## Work order
Write the data below out again, unchanged.

Stored data entries
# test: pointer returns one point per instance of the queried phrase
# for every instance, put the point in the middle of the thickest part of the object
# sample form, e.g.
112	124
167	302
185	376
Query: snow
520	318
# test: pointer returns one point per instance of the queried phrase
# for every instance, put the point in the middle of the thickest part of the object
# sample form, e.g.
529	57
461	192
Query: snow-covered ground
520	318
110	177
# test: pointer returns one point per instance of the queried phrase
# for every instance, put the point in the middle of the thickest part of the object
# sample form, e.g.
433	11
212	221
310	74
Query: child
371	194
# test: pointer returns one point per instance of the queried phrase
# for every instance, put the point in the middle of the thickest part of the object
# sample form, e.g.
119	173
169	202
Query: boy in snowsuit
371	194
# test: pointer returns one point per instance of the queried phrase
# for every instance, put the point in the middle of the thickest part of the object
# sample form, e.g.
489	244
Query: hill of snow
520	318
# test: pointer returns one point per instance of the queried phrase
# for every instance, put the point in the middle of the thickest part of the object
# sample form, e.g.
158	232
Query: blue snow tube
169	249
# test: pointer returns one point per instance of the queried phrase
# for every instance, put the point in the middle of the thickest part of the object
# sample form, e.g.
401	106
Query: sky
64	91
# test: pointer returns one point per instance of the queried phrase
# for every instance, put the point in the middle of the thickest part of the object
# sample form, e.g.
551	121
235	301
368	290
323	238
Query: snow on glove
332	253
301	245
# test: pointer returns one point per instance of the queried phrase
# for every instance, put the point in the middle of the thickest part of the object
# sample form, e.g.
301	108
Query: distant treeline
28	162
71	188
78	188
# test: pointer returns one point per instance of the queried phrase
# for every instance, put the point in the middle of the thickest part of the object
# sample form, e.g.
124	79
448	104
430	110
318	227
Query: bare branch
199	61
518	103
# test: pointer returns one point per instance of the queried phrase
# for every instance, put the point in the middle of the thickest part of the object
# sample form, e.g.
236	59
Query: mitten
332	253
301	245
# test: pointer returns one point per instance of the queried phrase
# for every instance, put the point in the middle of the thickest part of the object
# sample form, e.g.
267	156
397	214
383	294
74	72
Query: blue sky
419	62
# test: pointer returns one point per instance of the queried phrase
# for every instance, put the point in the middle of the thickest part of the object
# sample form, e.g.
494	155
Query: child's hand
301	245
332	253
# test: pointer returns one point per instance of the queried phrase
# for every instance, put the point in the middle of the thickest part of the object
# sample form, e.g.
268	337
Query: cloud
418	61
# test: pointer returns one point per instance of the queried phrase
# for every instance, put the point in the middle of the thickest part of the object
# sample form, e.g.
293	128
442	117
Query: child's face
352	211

## Completed task
# test: pointer returns one point per instance of the queried phrase
# for every instance, put the point in the middle of the thickest part of the object
# sample form, e.g.
112	124
167	302
185	376
Query: snow
520	318
# test: pointer returns one point per instance of the queried phrase
# for every instance, put the point in the middle of the thickest part of the object
# sample form, e.g.
529	57
461	192
Query: snow-covered ground
520	318
110	177
# test: pointer returns one point per instance of the queried phrase
# for every instance, put the point in the middle of the thickest part of the object
# sample form, e.g.
433	11
212	221
310	74
Query: child
371	194
# test: pointer returns one point per instance of the queried phrase
# for every instance, put the point in the middle of the thickest part of the object
# sample form, e.g.
119	173
169	202
Query: boy in snowsuit
371	194
# test: pointer returns one point per instance of the queried phrase
# for every instance, put the point in the middle of the thickest part of the object
# sample form, e.g.
489	244
Query: hill of snow
520	318
# test: pointer returns one point per instance of the queried phrase
# for every instance, put the point in the middle of the thickest part of the object
# sample form, e.g.
158	232
Query: blue snow tube
169	249
# test: pointer returns one point per instance of the queried phrase
# for every instance, put the point in the middle of the thickest part of the object
# sample form, e.g.
401	106
Query: sky
64	91
# test: pointer returns one point per instance of the queried phrase
# for every instance, put the point in the middle of the thickest part of the object
# sample form, e.g.
551	121
235	301
368	290
323	238
Query: snow on glove
332	253
301	245
# test: pointer returns one point per instance of the queried phrase
# for every instance, put the point in the middle of the thickest part of the object
# sample form, e.g.
301	108
Query: distant treeline
28	162
71	188
78	188
# test: pointer returns one point per instance of the queried phrase
# for every instance, put the point in the middle of the thickest part of the object
# sample form, e.g.
124	79
448	104
430	110
318	227
Query: bare branch
199	61
518	103
# test: pointer returns one point per instance of the queried phrase
# for every instance, put the point in the middle of the thickest part of the object
# sample form, e.g.
236	59
Query: mitten
332	253
301	245
# test: pointer returns one point per instance of the queried phrase
# for every instance, put the point in the middle of the thickest part of the object
# sample form, e.g.
267	156
397	214
383	294
74	72
Query: blue sky
419	62
# test: pointer returns one point per instance of the queried phrase
# for every instance, put the point in the middle of the thickest part of the object
# sample form, e.g.
494	155
Query: child's hand
301	245
332	253
# test: pointer returns one point per instance of the queried phrase
# for every instance, put the point in the middle of the thickest part of the object
# sample form, e.g.
268	337
Query: cloud
418	61
# test: pointer returns one point per instance of the queried phrase
# for every instance, put the point in the middle of the thickest part of the object
# sample form, e.g.
293	128
442	117
Query: child's face
352	211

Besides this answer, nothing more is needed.